[Start of SELECTED TEXT]

The truth is, a huge a mount of house paint goes to waste every year because people don’t know how to properly store it. We’ve put together the best ways to store paint, where to store it, how to use it and how to dispose of it responsibly.
How to Store Leftover Paint
To make your paint lasts as long as possible, you must ensure the container or tin is properly sealed so that no air can get in. Try this method out:
- Clean the paint out of the sealing rim. If the rim is clogged with paint, it won’t seal properly. Keep this in mind while you are painting, and try to avoid wiping your brush over the lip of the paint tin.
- Cover the opening of the tin with plastic wrap. This will act as a lining, and will improve the seal.
- Put on the lid carefully. Do not start banging the lid with a metal hammer, because you are likely to warp it. If the lid is bent, it won’t fit into the top of the paint can, and you will not be able to create an airtight seal. Instead, use a rubber mallet and gently tap the lid in place, or press down with your hand.
- Store the tin upside down. The paint will create its own airtight seal.
Where to Store Leftover Paint
Where you store your leftover paint will affect its longevity. When deciding where to store your paint, take note of the following things:
- Drastic changes in temperature will destroy your paint. Very hot weather or very cold weather will alter the consistency of your paint, making it completely unusable. Latex paint is more sensitive than other paints, and it will separate in extreme temperature conditions. The cold can turn paint into a curdled paste, and the heat will dry out the paint completely.
- Moisture levels. Storing your paint in a damp area could cause rust to form on the tin. Rust could then fall into the paint and ruin it.
It is best to store your paint somewhere cool and dry, like a cupboard in your house. Make sure the paint tins are not within reach of children. Do not store paint in a garden shed, as they are often damp and exposed to extreme temperature changes.
How to Use Leftover Paint
Before you use leftover paint, it’s a good idea to check its condition. Remember not to shake the tin before you open it. It’s likely that the paint has formed a dry skin. If you shake the tin, the skin will break up and disperse through the paint making it lumpy. If you do this, don’t worry too much. The paint isn’t ruined. Just pass it through a strainer or sieve.

[End of SELECTED TEXT]

TASK LIST:
**A.** Please answer these questions from the text on leftover paint:
(i) What tool should you use instead of a metal hammer to tap the lid in place?
(ii) How can a damp storage area ruin paint?
(iii) What fixes paint that has turned lumpy from shaking the tin?
**B.** Pick up the text on leftover paint after its last sentence and write a continuation.

[Start of ENTRIES]

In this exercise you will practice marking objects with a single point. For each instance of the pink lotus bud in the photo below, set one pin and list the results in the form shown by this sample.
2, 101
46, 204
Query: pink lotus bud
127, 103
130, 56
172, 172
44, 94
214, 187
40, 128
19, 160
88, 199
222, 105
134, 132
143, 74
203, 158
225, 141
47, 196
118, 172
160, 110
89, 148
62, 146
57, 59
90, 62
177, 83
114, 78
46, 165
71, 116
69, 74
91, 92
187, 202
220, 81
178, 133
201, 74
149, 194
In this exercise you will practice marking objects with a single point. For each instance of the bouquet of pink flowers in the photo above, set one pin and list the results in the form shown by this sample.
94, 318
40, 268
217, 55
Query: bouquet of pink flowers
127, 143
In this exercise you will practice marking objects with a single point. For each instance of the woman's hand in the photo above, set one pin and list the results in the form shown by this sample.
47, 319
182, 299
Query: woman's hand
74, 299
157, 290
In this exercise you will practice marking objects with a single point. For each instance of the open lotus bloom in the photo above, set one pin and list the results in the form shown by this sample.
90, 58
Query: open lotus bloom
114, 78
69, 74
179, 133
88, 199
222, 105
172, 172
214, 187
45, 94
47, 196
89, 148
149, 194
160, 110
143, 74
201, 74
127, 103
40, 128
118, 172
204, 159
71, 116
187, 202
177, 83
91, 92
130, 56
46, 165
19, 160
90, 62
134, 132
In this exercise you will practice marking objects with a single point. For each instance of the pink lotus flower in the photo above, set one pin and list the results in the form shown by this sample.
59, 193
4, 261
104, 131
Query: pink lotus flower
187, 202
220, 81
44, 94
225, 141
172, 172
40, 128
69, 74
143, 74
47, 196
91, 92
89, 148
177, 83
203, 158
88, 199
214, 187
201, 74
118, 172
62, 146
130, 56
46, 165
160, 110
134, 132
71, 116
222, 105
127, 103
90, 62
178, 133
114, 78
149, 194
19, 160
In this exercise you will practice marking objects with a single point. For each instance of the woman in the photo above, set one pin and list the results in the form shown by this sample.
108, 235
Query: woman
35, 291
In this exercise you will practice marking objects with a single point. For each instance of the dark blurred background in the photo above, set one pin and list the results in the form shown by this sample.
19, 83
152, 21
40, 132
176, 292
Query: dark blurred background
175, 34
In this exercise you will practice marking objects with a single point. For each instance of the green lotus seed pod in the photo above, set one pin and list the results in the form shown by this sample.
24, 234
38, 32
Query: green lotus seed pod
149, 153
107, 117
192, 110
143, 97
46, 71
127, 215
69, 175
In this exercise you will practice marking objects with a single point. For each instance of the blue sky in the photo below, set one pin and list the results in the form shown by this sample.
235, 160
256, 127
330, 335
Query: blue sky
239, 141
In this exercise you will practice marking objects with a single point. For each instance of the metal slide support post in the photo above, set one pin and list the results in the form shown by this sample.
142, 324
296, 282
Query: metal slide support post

[End of ENTRIES]
[Start of ENTRIES]

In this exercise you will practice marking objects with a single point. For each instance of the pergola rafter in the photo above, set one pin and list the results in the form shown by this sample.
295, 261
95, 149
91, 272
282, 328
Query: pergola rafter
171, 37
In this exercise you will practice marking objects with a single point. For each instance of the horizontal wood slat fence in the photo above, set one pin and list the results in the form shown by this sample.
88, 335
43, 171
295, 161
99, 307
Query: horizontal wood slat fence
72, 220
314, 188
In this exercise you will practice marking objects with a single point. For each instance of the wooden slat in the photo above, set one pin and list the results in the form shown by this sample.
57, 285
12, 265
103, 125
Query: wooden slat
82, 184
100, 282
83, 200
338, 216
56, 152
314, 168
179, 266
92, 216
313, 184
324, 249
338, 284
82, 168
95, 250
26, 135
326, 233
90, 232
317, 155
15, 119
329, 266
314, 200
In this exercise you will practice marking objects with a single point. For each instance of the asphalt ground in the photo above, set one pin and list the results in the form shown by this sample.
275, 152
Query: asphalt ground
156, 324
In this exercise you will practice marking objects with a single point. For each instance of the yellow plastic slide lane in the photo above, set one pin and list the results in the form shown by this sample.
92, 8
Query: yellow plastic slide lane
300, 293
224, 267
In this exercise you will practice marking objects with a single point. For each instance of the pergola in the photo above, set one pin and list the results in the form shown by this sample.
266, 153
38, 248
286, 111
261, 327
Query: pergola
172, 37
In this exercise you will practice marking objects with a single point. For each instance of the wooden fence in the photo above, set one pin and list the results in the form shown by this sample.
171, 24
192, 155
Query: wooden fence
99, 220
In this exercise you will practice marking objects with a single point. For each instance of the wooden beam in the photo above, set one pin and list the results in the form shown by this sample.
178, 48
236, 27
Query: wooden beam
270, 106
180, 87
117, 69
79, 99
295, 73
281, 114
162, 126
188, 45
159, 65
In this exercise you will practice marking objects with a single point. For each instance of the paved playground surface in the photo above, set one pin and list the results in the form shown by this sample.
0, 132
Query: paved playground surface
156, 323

[End of ENTRIES]

EXERCISE RESULTS:
**A.**
(i) A rubber mallet, or you can press down with your hand.
(ii) Rust can form on the tin and then fall into the paint.
(iii) Passing it through a strainer or sieve.

**B.**
Instead, open the can and remove the skin, then stir the paint thoroughly. Using a paintbrush, paint a small test area. Does the paint look the correct colour? Does it have a classic paint smell? Is the consistency similar to single cream? Does the paint dry in the time specified on the can? If you have answered yes to these questions, then your paint is good to go.
You can then use your leftover paint to touch up your paint job. Paint over any marks or scratches, and your walls will be as good as new.
How to Dispose of Leftover Paint
Paint doesn’t last forever, no matter how well you store it. Paint will eventually turn into hazardous waste, and it is important to dispose of it responsibly. Depending on how much paint you have left, there are two ways to go about it:
- If you have about 4cm or less of paint in the tin, you can leave it to dry out. Remove the lid and keep it away from children or pets. Once it has dried completely, you can recycle the tin or throw it in the garbage.
- If you have a substantial amount of paint in the tin, you cannot simply throw it away. Paint contains chemicals and solvents that could potentially harm the environment. There are recycle centres across Australia that accept old, unwanted paint. With a little bit of research, you will find your local recycle centre.
There really is so much you need to be aware of when you decide to paint the interior or exterior of your home. If you’d like some professional help, please do not hesitate to give us a call on 07 3829 5735 or send us a quick email. We’d love to hear from you!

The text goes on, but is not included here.